Entries taken from a collection:
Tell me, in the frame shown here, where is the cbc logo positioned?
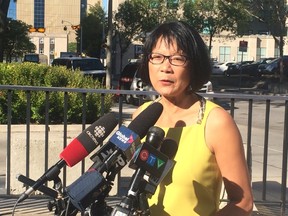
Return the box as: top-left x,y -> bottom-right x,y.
94,126 -> 106,138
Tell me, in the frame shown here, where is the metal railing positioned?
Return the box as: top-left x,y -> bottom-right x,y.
0,85 -> 287,215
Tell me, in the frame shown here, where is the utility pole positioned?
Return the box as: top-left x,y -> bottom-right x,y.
105,0 -> 112,89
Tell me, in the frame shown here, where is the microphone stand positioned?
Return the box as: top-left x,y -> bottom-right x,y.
110,171 -> 151,216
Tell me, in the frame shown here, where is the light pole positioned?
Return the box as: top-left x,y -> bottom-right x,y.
62,20 -> 80,54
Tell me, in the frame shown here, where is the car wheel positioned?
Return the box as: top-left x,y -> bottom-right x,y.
125,94 -> 133,104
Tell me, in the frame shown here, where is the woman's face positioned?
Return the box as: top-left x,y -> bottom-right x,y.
148,37 -> 191,99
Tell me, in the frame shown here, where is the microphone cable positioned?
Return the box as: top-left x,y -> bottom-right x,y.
11,198 -> 20,216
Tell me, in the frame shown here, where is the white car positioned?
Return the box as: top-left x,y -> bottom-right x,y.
212,61 -> 235,75
198,81 -> 214,94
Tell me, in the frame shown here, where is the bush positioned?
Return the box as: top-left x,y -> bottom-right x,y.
0,62 -> 114,124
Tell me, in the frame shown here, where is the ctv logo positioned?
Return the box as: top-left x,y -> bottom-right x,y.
139,149 -> 165,169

§ WHAT THE EXERCISE ASKS
Your reply must contain each entry exactly as written and no pictures.

§ WORKED SOLUTION
Tell me, in the frame shown here, where is the cbc logo positioned?
Return the box as: top-left x,y -> bottom-right x,y.
94,126 -> 106,138
Tell me, in the frame shown here, where is the metal railing positioned?
Return the box as: top-left x,y -> bottom-right x,y.
0,85 -> 287,215
Tell me, in the frame shown here, where is the utility pole positioned?
Return the box as: top-left x,y -> bottom-right x,y.
105,0 -> 112,89
Tell me, in the frame shown here, where is the microphone stand positioned?
Return the box as: top-left x,y -> bottom-right x,y.
110,171 -> 151,216
Tell me, in the frame shown here, where is the light pole positioned?
Return the box as: top-left x,y -> bottom-right x,y.
62,20 -> 80,54
Tell me, in the frame shown here, where is the car wheel positioned?
Return the box as: top-left x,y -> bottom-right x,y.
125,94 -> 133,104
Tell me, in the frame shown here, where is the woman's face positioned?
Return the box as: top-left x,y -> bottom-right x,y.
148,37 -> 191,99
Tell me, in the frame shown here, where is the microphone cable positioned?
Return the box as: top-left x,y -> bottom-right x,y.
11,198 -> 20,216
Tell me, in the frame shown here, where is the white car positioned?
Return the box as: top-left x,y -> bottom-right x,y.
212,61 -> 235,75
198,81 -> 214,94
Tell me, in the frame shown here, where is the bush positioned?
Return the box as: top-left x,y -> bottom-right x,y.
0,62 -> 114,124
Tell me, in the frame shown here, where is the ctv logo positioned?
Return the box as: top-left x,y -> bottom-right x,y.
139,149 -> 165,169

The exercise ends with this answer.